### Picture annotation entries

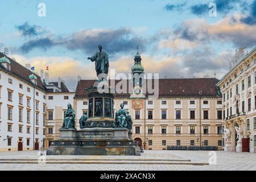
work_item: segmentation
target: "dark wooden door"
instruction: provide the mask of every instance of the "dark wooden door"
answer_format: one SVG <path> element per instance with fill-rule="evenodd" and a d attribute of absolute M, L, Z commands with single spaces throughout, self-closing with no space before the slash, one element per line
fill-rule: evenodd
<path fill-rule="evenodd" d="M 242 139 L 242 151 L 243 152 L 249 152 L 250 151 L 249 147 L 250 138 Z"/>
<path fill-rule="evenodd" d="M 138 146 L 139 147 L 141 147 L 142 145 L 142 140 L 141 140 L 141 139 L 140 139 L 139 138 L 136 138 L 134 139 L 134 140 L 136 141 L 136 142 L 138 142 Z"/>
<path fill-rule="evenodd" d="M 23 150 L 23 144 L 22 142 L 18 143 L 18 151 L 22 151 Z"/>
<path fill-rule="evenodd" d="M 35 150 L 39 150 L 39 143 L 38 142 L 35 143 Z"/>

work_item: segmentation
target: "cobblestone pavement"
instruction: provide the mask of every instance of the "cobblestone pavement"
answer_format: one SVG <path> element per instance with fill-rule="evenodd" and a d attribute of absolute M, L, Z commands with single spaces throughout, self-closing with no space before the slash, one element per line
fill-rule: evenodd
<path fill-rule="evenodd" d="M 0 152 L 0 161 L 10 159 L 38 159 L 36 151 Z M 256 154 L 236 153 L 216 151 L 216 164 L 193 166 L 184 164 L 161 164 L 160 160 L 191 160 L 191 162 L 208 163 L 210 156 L 209 151 L 145 151 L 138 156 L 47 156 L 47 160 L 106 160 L 118 161 L 154 160 L 158 164 L 1 164 L 0 170 L 254 170 L 256 171 Z"/>

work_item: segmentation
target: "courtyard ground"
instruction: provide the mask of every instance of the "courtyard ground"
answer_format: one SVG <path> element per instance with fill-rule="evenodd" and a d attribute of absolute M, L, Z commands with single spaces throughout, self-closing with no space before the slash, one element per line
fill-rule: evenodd
<path fill-rule="evenodd" d="M 255 153 L 209 152 L 163 150 L 145 151 L 141 156 L 40 156 L 39 151 L 6 152 L 0 152 L 0 170 L 256 171 Z"/>

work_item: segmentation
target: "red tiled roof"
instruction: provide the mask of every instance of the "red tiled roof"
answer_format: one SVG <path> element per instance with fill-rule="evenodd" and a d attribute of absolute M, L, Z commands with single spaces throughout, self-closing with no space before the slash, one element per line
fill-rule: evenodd
<path fill-rule="evenodd" d="M 87 96 L 85 88 L 89 88 L 93 85 L 96 80 L 80 80 L 78 83 L 76 90 L 75 98 L 85 98 Z M 216 84 L 219 80 L 216 78 L 175 78 L 159 80 L 159 97 L 220 97 Z M 115 80 L 115 85 L 119 80 Z M 147 82 L 148 80 L 147 80 Z M 129 81 L 127 88 L 128 88 Z M 152 81 L 152 86 L 154 82 Z M 146 96 L 152 95 L 149 94 L 147 90 Z M 201 94 L 200 92 L 201 91 Z M 114 97 L 129 97 L 130 94 L 115 93 Z"/>

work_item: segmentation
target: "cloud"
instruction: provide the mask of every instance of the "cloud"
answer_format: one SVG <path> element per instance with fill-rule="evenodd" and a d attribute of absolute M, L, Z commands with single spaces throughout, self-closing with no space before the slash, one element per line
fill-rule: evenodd
<path fill-rule="evenodd" d="M 185 6 L 187 4 L 187 2 L 185 2 L 182 4 L 176 4 L 176 5 L 172 5 L 172 4 L 167 4 L 164 7 L 164 9 L 167 11 L 172 11 L 172 10 L 178 10 L 180 11 L 182 10 L 182 8 Z"/>
<path fill-rule="evenodd" d="M 15 26 L 21 35 L 25 37 L 32 37 L 46 33 L 46 31 L 41 27 L 36 25 L 30 25 L 27 22 L 22 25 Z"/>
<path fill-rule="evenodd" d="M 256 0 L 254 0 L 250 6 L 249 15 L 242 18 L 240 20 L 246 24 L 256 24 Z"/>
<path fill-rule="evenodd" d="M 240 18 L 241 15 L 235 15 L 214 23 L 209 23 L 204 19 L 185 21 L 172 32 L 167 32 L 168 38 L 160 40 L 159 47 L 179 51 L 213 43 L 231 43 L 237 47 L 255 46 L 256 26 L 241 23 Z"/>
<path fill-rule="evenodd" d="M 20 49 L 23 53 L 28 53 L 35 48 L 47 50 L 60 46 L 71 51 L 81 50 L 91 53 L 100 44 L 107 51 L 115 53 L 134 51 L 137 46 L 143 51 L 145 42 L 145 39 L 137 36 L 129 28 L 92 29 L 76 32 L 66 37 L 51 35 L 36 38 L 25 42 Z"/>
<path fill-rule="evenodd" d="M 213 3 L 216 5 L 217 13 L 225 15 L 236 9 L 238 4 L 243 9 L 247 5 L 246 2 L 241 0 L 216 0 Z M 193 5 L 190 9 L 192 14 L 199 16 L 208 14 L 210 10 L 209 3 Z"/>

### Exercise requirements
Turn every line of the listing above into a JSON list of strings, one string per line. Skip the blank lines and leave the pictures out.

### Solution to this problem
[
  "work_item: segmentation",
  "target: \"dark wooden door\"",
  "instruction: provide the mask of every instance of the \"dark wooden door\"",
  "answer_format: one SVG <path> element per instance with fill-rule=\"evenodd\" and a d attribute of absolute M, L, Z commands with single spaces throughout, self-closing with no space before the slash, one element per line",
  "fill-rule: evenodd",
  "<path fill-rule=\"evenodd\" d=\"M 242 139 L 242 151 L 243 152 L 249 152 L 250 151 L 249 147 L 250 138 Z\"/>",
  "<path fill-rule=\"evenodd\" d=\"M 138 146 L 139 147 L 141 147 L 142 145 L 142 140 L 141 140 L 141 139 L 140 139 L 139 138 L 136 138 L 134 139 L 134 140 L 136 141 L 136 142 L 138 142 Z\"/>",
  "<path fill-rule=\"evenodd\" d=\"M 23 150 L 23 144 L 22 142 L 18 143 L 18 151 L 22 151 Z\"/>",
  "<path fill-rule=\"evenodd\" d=\"M 35 150 L 39 150 L 39 143 L 38 142 L 35 143 Z\"/>",
  "work_item: segmentation",
  "target: \"cobblestone pavement\"",
  "instruction: provide the mask of every instance of the \"cobblestone pavement\"",
  "answer_format: one SVG <path> element per instance with fill-rule=\"evenodd\" and a d attribute of absolute M, L, Z commands with single spaces throughout, self-closing with no space before the slash, one element per line",
  "fill-rule: evenodd",
  "<path fill-rule=\"evenodd\" d=\"M 0 152 L 0 161 L 10 159 L 38 159 L 36 151 Z M 256 154 L 236 153 L 216 151 L 216 164 L 193 166 L 184 164 L 161 164 L 160 160 L 191 160 L 191 162 L 208 163 L 210 156 L 209 151 L 145 151 L 138 156 L 47 156 L 47 160 L 106 160 L 118 161 L 154 160 L 158 164 L 1 164 L 0 170 L 254 170 L 256 171 Z\"/>",
  "work_item: segmentation",
  "target: \"courtyard ground\"",
  "instruction: provide the mask of every instance of the \"courtyard ground\"",
  "answer_format: one SVG <path> element per instance with fill-rule=\"evenodd\" and a d attribute of absolute M, L, Z commands with single spaces throughout, self-closing with no space before the slash, one element per line",
  "fill-rule: evenodd",
  "<path fill-rule=\"evenodd\" d=\"M 255 153 L 209 152 L 163 150 L 145 151 L 141 156 L 40 156 L 39 151 L 6 152 L 0 152 L 0 170 L 256 171 Z\"/>",
  "work_item: segmentation",
  "target: \"red tiled roof\"",
  "instruction: provide the mask of every instance of the \"red tiled roof\"",
  "answer_format: one SVG <path> element per instance with fill-rule=\"evenodd\" and a d attribute of absolute M, L, Z commands with single spaces throughout, self-closing with no space before the slash, one element per line",
  "fill-rule: evenodd",
  "<path fill-rule=\"evenodd\" d=\"M 87 96 L 85 88 L 89 88 L 93 85 L 96 80 L 80 80 L 78 83 L 76 90 L 75 98 L 85 98 Z M 216 84 L 219 80 L 216 78 L 175 78 L 159 80 L 159 97 L 220 97 Z M 115 80 L 115 85 L 119 80 Z M 147 82 L 148 80 L 147 80 Z M 129 81 L 127 88 L 128 88 Z M 152 81 L 152 86 L 154 82 Z M 146 96 L 152 95 L 149 94 L 147 90 Z M 201 94 L 200 92 L 201 91 Z M 114 97 L 129 97 L 130 94 L 115 93 Z\"/>",
  "work_item: segmentation",
  "target: \"cloud\"",
  "instruction: provide the mask of every instance of the \"cloud\"",
  "answer_format: one SVG <path> element per instance with fill-rule=\"evenodd\" and a d attribute of absolute M, L, Z commands with single spaces throughout, self-closing with no space before the slash, one element per line",
  "fill-rule: evenodd",
  "<path fill-rule=\"evenodd\" d=\"M 185 6 L 187 4 L 187 2 L 185 2 L 182 4 L 176 4 L 176 5 L 172 5 L 172 4 L 167 4 L 164 7 L 164 9 L 167 11 L 172 11 L 172 10 L 178 10 L 180 11 L 182 10 L 182 8 Z\"/>",
  "<path fill-rule=\"evenodd\" d=\"M 15 26 L 21 35 L 25 37 L 32 37 L 46 33 L 46 31 L 41 27 L 36 25 L 30 25 L 27 22 L 22 25 Z\"/>",
  "<path fill-rule=\"evenodd\" d=\"M 256 0 L 254 0 L 250 6 L 249 15 L 242 18 L 240 20 L 246 24 L 256 24 Z\"/>",
  "<path fill-rule=\"evenodd\" d=\"M 240 18 L 241 15 L 235 15 L 214 23 L 209 23 L 204 19 L 185 21 L 172 32 L 167 32 L 168 38 L 160 40 L 159 47 L 179 51 L 213 43 L 231 43 L 237 47 L 255 46 L 256 26 L 241 23 Z\"/>",
  "<path fill-rule=\"evenodd\" d=\"M 20 49 L 23 53 L 28 53 L 35 48 L 47 50 L 60 46 L 71 51 L 81 50 L 91 53 L 100 44 L 107 51 L 115 53 L 134 51 L 137 46 L 143 51 L 145 42 L 145 39 L 137 36 L 129 28 L 92 29 L 76 32 L 66 37 L 51 35 L 36 38 L 25 42 Z\"/>",
  "<path fill-rule=\"evenodd\" d=\"M 213 3 L 216 5 L 217 13 L 225 15 L 236 9 L 238 4 L 243 9 L 247 5 L 246 2 L 241 0 L 216 0 Z M 193 5 L 190 9 L 192 14 L 199 16 L 208 14 L 210 10 L 209 3 Z\"/>"
]